(Point annotations for photos)
§

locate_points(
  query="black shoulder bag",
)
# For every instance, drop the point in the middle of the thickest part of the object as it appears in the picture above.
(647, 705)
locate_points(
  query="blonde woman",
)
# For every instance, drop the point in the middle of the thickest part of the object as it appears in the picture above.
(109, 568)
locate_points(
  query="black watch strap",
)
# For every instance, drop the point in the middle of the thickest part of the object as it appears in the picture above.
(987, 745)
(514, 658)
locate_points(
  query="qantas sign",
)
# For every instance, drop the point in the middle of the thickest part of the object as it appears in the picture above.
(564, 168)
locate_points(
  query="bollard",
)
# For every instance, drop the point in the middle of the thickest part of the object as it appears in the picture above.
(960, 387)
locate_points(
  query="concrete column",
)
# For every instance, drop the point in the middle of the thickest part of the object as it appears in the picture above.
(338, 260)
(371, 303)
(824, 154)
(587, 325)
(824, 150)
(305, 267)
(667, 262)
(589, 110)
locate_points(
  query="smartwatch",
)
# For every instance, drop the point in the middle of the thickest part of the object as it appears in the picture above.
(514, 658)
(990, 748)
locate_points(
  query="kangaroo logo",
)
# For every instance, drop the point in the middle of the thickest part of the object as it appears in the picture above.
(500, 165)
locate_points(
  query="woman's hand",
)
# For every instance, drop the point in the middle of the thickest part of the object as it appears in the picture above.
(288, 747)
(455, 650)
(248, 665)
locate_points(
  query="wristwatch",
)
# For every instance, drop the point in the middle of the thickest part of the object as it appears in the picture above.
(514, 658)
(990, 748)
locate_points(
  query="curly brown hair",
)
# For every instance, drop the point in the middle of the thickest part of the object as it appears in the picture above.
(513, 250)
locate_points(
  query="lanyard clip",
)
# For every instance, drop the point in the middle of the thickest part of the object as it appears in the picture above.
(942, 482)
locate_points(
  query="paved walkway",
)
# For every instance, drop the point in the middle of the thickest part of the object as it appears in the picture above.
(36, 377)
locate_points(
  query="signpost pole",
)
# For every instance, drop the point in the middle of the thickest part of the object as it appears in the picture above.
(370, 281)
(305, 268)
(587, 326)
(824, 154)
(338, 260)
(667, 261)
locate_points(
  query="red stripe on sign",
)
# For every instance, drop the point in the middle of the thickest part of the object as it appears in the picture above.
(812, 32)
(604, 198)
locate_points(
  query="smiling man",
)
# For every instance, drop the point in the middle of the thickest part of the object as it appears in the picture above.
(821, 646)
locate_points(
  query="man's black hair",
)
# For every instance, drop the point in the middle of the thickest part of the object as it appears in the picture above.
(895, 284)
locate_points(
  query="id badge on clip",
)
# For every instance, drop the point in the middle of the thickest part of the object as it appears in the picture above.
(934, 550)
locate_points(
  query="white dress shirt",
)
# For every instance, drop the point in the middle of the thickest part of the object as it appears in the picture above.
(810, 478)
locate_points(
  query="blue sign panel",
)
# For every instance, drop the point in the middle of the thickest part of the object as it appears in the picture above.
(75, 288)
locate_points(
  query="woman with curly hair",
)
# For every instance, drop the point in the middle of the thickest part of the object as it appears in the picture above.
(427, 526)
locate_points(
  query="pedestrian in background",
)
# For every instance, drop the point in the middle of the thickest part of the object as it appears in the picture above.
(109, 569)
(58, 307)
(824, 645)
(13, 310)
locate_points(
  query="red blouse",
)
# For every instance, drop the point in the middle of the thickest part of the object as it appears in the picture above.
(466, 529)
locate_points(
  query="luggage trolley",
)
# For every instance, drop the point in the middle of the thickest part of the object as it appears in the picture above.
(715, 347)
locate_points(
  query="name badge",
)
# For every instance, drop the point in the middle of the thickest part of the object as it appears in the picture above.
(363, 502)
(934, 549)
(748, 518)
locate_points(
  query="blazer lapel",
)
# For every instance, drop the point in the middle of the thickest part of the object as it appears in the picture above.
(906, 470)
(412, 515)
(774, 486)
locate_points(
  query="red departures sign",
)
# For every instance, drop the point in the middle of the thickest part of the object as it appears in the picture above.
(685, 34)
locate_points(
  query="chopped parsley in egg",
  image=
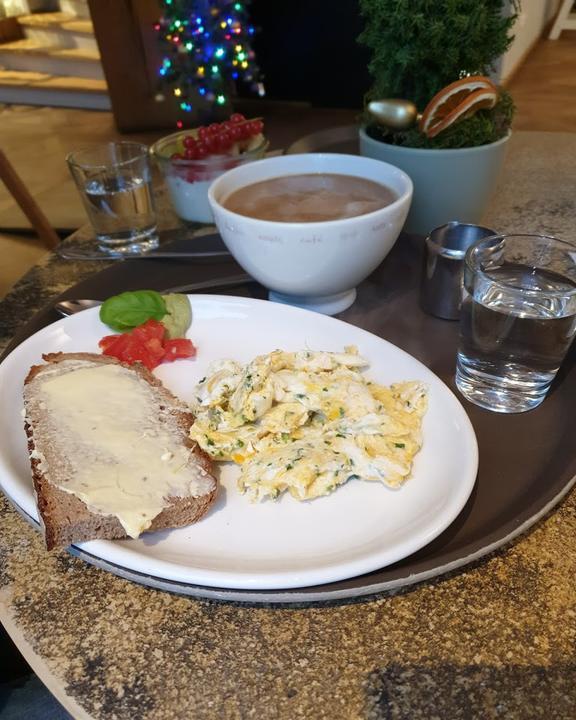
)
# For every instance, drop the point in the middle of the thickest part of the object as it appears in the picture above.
(306, 422)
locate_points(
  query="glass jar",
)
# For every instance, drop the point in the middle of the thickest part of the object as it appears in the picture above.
(188, 181)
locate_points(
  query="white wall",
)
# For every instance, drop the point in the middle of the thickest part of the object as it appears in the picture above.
(533, 17)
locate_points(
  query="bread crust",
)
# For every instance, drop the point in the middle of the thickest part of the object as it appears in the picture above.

§

◆ **WRITTEN INSTRUCTION**:
Using the records above, output their complete text exactly, minus any images.

◆ **ANSWER IN FULL**:
locate_points(
  query="black shoulder bag",
)
# For every instance, drop the point in the middle of the thickest part of the object as it appears in the picture above.
(647, 705)
locate_points(
  query="blonde woman",
)
# For every instance, drop the point in the middle of the thickest part of the object as it appears in the picture above.
(109, 568)
locate_points(
  query="black watch strap",
)
# For every instance, drop the point in the middle of the thickest part of the object as it appears in the picture above.
(987, 745)
(514, 658)
locate_points(
  query="qantas sign",
)
# For every instance, drop the point in the middle of the thickest part of the object as it appears in the picture above.
(564, 168)
locate_points(
  query="bollard",
)
# For every instance, drop the point in the middle of the thickest part of the object as it appears in the picture above.
(960, 387)
locate_points(
  query="concrete column",
)
# For every instance, drop the point in the middle of the thickest part of the object as it appears in the picture above.
(338, 260)
(371, 303)
(824, 154)
(587, 325)
(824, 150)
(305, 267)
(667, 262)
(589, 110)
locate_points(
  query="smartwatch",
)
# For every instance, drop the point in the middle of the thickest part of the object as it appears in the picture above.
(514, 658)
(990, 748)
locate_points(
  query="kangaroo logo",
)
# For every instance, drop the point in the middle of the thickest part of the object as it appears in the picture above.
(500, 165)
locate_points(
  query="woman's hand",
)
# For every instance, drop the point in the middle of the thickest part of the object as it appears in the picture above.
(288, 747)
(455, 650)
(248, 665)
locate_points(
  query="wristwatch",
)
# For every instance, drop the point in the middle of the thickest part of the object as it appears in the picture above.
(514, 658)
(990, 748)
locate_points(
  query="curly brown hair",
)
# For every instance, drop the point in the middle of the thickest part of the object as it appears in the picture above.
(513, 250)
locate_points(
  query="lanyard clip",
)
# For every instance, drop the point in the middle of the thickest part of the object as it appears in the picture above.
(942, 482)
locate_points(
  query="paved walkway",
)
# For every instance, drop the point in the middle of the thickest part of the object as it appears in the picture above.
(36, 377)
locate_points(
  query="signpost pole",
)
# For every instance, drop the point in the middle of the thickest part of the object as it appears in the picture above.
(370, 281)
(305, 268)
(587, 326)
(824, 154)
(338, 260)
(667, 261)
locate_points(
  query="red stripe on sign",
)
# For every instance, drop the point in the middle of the thickest part of the object as it appears in the picture above.
(812, 32)
(604, 198)
locate_points(
  query="smiling man",
)
# For every instance, drop the point in the middle of the thickest part of the object as it appears in the picture above.
(821, 646)
locate_points(
  query="man's black hair",
)
# For every instance, drop the point in the middle of the thickest part of the object as it appears in the picture above.
(895, 284)
locate_points(
  query="id badge on clip",
)
# For every instance, drop the point in the middle of the thickest part of the object as it appears in the picture above.
(934, 550)
locate_points(
  query="white dress shirt",
)
# For every instance, drop the point in the middle of the thickest part of the object as it appears in the picture above.
(810, 478)
locate_points(
  query="blue sign panel",
)
# For every instance, drop the point in the middle of the thickest part of the object as it appears in the picture above.
(75, 288)
locate_points(
  query="woman with curly hair",
)
# For every instance, drop the point in the middle of the thickest part of the object as it appears in the picture above.
(427, 526)
locate_points(
  query="pedestrian in background",
)
# For every instance, drop the point in the middle of the thickest part of the object as it appears in the picture above.
(109, 569)
(58, 307)
(824, 645)
(13, 310)
locate_points(
  query="red blouse",
)
# For every instance, drop the point in the middle of the thickest part of the object as it appears in the picture above.
(466, 529)
locate_points(
  query="luggage trolley",
)
# For every instance, drop the point in the middle of the thickest part of the object as it appears in the picture above.
(715, 347)
locate_points(
  query="name badge",
)
# For every instance, drop the point in the middle of the thickest part of the object as it appears in the picture above.
(363, 502)
(934, 549)
(748, 518)
locate_points(
  query="blazer lapel",
)
# For every instance, drop the point in the middle of the thickest part of the object as it appears in the picture above.
(906, 470)
(412, 515)
(774, 486)
locate_points(
  query="red departures sign",
)
# For every instance, drop the point in the middle of the thickest part of the object as it appears in the picture above.
(685, 34)
locate_points(
  query="chopped parsley in egg",
  image=
)
# For every instance, drop the point in the middle of the thickest part of the object as it appears in the picture above.
(306, 422)
locate_points(
  query="glass jar",
)
# For every instance, drop the point in the middle of the thickest part of the object as it appears in the picture above.
(188, 181)
locate_points(
  query="white wall",
)
# For every instance, drop the point in the middle of the thickest part of the object as it appears in the picture above.
(533, 17)
locate_points(
  query="bread crust",
)
# For every instance, drop the point in the middle of the thickest part of the object as it appears in the picture above.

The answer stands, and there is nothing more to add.